The data below holds a line containing "the bird's wing" and a line containing "the bird's head"; please quote exactly those two lines and every line between them, and nothing else.

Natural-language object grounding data
........
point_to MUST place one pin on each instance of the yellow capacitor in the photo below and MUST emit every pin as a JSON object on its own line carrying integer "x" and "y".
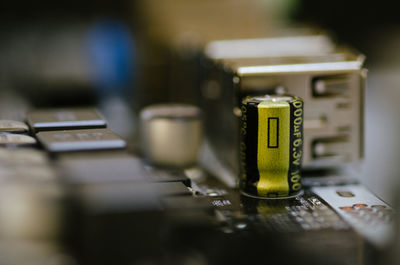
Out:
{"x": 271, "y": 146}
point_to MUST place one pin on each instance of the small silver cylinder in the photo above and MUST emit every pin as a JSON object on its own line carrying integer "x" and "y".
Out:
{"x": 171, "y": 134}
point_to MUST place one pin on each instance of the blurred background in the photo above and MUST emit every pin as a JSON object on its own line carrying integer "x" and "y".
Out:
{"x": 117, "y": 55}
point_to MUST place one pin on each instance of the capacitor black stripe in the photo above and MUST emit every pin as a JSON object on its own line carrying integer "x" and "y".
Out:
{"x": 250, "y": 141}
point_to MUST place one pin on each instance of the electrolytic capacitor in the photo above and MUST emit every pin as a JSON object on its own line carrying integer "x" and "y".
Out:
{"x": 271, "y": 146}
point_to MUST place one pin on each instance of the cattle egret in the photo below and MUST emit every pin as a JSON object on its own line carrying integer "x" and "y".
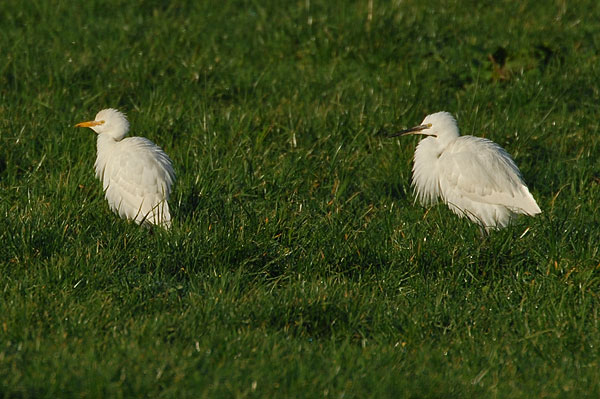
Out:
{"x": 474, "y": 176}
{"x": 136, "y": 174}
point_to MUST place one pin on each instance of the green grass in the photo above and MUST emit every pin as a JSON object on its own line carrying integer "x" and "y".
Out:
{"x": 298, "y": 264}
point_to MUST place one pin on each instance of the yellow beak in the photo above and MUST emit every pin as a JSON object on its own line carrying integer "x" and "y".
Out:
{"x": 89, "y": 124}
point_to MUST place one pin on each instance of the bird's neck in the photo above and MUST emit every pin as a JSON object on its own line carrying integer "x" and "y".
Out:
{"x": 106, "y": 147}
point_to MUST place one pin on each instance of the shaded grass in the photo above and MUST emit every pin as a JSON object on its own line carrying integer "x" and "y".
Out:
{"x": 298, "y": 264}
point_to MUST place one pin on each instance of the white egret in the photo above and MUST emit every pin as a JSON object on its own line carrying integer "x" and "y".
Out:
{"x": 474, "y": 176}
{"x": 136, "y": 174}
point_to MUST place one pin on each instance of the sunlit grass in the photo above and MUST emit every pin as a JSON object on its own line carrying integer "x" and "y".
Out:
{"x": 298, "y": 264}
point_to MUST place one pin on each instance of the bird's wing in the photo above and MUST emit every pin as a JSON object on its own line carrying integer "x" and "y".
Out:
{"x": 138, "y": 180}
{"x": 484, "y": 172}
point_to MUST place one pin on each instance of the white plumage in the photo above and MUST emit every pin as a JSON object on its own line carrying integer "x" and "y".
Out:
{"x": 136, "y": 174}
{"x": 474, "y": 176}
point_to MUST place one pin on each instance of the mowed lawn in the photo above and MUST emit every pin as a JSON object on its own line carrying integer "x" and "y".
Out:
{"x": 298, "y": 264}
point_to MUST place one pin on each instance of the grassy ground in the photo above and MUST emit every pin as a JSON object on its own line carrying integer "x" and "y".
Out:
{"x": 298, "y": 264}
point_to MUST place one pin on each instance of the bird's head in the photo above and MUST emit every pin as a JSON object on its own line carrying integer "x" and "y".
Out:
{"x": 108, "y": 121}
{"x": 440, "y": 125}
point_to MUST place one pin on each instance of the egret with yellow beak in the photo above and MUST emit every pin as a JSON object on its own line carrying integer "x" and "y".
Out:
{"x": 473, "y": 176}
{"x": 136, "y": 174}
........
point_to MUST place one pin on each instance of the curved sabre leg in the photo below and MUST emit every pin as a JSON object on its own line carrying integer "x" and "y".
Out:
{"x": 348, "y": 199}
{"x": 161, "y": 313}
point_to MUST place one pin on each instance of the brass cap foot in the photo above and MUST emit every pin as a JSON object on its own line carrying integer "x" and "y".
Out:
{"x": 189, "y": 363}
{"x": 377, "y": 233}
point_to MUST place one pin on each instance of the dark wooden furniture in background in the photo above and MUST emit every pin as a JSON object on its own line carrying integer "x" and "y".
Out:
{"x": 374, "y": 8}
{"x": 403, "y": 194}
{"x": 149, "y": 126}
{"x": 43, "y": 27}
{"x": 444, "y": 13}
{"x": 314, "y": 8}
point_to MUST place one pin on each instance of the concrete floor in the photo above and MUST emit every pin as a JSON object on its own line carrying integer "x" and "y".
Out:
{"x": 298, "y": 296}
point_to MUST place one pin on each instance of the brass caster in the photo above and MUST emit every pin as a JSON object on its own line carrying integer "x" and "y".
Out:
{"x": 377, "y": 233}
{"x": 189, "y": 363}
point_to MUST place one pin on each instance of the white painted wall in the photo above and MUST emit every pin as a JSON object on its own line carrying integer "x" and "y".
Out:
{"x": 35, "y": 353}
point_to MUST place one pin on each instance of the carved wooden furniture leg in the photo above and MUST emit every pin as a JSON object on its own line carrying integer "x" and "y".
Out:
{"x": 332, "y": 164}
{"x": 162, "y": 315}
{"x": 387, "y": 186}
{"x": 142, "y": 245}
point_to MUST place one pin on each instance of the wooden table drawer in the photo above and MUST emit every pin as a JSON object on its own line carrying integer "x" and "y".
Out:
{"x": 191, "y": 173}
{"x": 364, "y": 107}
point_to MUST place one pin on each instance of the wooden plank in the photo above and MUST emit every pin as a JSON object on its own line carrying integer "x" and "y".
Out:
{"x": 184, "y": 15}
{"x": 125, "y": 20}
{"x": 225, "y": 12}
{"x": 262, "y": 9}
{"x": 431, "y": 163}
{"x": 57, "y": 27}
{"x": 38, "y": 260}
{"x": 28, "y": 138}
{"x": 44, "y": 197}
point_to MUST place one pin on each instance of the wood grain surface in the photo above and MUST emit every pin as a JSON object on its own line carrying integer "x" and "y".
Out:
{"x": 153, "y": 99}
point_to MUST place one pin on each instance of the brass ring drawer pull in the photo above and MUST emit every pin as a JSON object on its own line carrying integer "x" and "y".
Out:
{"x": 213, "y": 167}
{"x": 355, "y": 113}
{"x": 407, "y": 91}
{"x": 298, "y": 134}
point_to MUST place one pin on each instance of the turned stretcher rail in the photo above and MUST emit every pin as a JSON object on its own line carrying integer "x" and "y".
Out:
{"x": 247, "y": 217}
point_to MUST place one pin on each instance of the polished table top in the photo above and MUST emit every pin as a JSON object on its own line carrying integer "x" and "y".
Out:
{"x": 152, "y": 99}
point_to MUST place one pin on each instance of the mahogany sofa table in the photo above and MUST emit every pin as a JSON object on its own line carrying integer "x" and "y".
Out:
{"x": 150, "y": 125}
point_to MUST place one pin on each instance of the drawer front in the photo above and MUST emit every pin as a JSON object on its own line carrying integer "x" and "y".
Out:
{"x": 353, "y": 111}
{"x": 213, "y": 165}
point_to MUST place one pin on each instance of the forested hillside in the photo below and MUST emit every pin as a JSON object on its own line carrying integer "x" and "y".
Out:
........
Answer to the exercise
point_to MUST place one pin on each instance of the bird's wing in the photo above and MUST emit every pin as a JSON object on its own line carrying integer "x" and "y".
Out:
{"x": 138, "y": 180}
{"x": 484, "y": 172}
point_to MUST place one pin on each instance of the white plumage in the photo above and MUST emit every pin as a JSON object on its own line carrying integer "x" and "y".
Out:
{"x": 136, "y": 174}
{"x": 474, "y": 176}
point_to MUST place one pin on each instance of the mowed lawn in the photo above and MUST emit every pin as a JSON object on its own line carrying integer "x" and "y".
Out:
{"x": 298, "y": 264}
point_to MUST place one pin on each instance of the grassy ground in the photo above and MUST emit every pin as a JSON object on its own line carrying integer "x" and "y".
Out:
{"x": 298, "y": 264}
point_to MUST place one pin on each instance of the bird's head in the photo above and MUST emit every pin as a JSON object on its own line carrying integer "x" and "y".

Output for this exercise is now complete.